● **Exercise prompt**: Reproduce every line of the data below without any changes.

● **Input records**:

:::::

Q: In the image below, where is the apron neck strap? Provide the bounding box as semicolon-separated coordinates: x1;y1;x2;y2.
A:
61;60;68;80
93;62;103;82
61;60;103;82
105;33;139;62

:::::

● **Written reply**:
Q: In the image below, where is the apron neck strap? Provide the bounding box as semicolon-separated coordinates: x1;y1;x2;y2.
A:
61;60;68;80
93;62;103;82
61;60;103;82
105;33;139;62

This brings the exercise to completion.